INPUT FOR THIS TASK section start

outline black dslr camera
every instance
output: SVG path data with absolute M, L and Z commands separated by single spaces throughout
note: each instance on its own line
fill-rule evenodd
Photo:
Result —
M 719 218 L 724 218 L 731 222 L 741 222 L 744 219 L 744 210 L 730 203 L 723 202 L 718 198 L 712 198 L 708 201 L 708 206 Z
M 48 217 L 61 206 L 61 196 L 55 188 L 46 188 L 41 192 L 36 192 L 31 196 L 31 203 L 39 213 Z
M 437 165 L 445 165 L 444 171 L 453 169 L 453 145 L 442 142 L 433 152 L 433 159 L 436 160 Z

INPUT FOR THIS TASK section end

ABOUT THIS TASK ▸ Gather every line from the entries above where the word "instance" appears, and copy them.

WRITTEN RESPONSE ▸
every instance
note: each instance on its own line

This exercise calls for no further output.